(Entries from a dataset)
begin
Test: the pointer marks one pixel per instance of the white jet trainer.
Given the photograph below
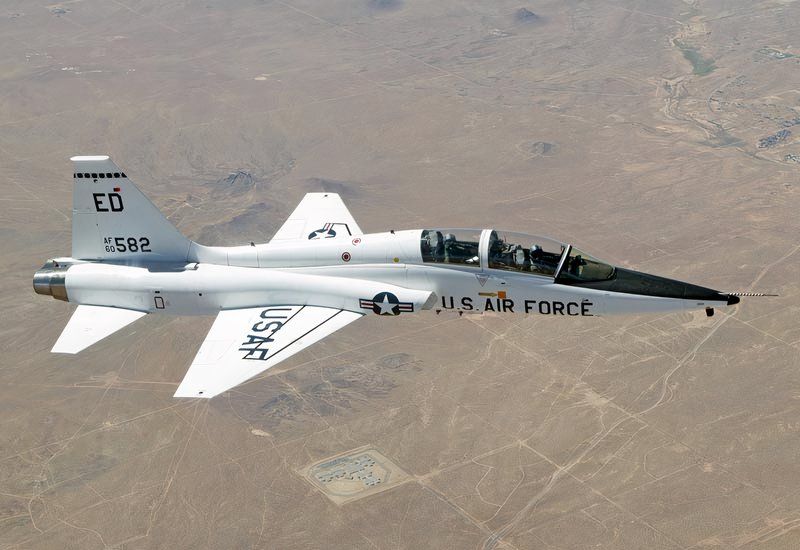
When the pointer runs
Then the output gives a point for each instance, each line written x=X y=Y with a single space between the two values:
x=319 y=273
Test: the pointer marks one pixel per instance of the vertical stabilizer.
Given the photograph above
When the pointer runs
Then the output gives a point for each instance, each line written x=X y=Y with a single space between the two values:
x=113 y=220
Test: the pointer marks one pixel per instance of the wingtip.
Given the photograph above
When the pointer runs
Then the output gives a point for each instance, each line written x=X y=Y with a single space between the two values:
x=192 y=394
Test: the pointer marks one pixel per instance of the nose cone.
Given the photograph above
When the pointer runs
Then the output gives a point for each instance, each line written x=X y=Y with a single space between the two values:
x=628 y=281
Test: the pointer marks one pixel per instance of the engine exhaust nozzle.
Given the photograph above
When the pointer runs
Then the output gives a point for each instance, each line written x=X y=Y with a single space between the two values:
x=50 y=280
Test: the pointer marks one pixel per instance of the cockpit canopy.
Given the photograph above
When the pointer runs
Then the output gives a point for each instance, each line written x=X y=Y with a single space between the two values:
x=507 y=251
x=524 y=253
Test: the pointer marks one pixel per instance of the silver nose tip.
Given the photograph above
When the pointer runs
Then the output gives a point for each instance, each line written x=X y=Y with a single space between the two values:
x=50 y=281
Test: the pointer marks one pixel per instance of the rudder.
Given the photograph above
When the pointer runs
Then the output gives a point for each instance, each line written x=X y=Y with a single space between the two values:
x=113 y=220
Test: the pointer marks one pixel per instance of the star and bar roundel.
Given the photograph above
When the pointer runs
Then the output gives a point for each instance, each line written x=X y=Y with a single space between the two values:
x=386 y=303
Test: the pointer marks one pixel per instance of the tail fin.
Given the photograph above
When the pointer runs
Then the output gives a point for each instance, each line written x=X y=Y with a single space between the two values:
x=112 y=219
end
Update the entries from the first line up to and including the line with "x=319 y=273" by putting "marker" wherever "pointer" appears, with no other changes. Leave the picture out of your answer.

Test: the marker marks one pixel per instance of the white jet trainer.
Given the photograph below
When the marker runs
Then the output gives a point for each instance, each line written x=X y=Y with a single space between the two values:
x=319 y=273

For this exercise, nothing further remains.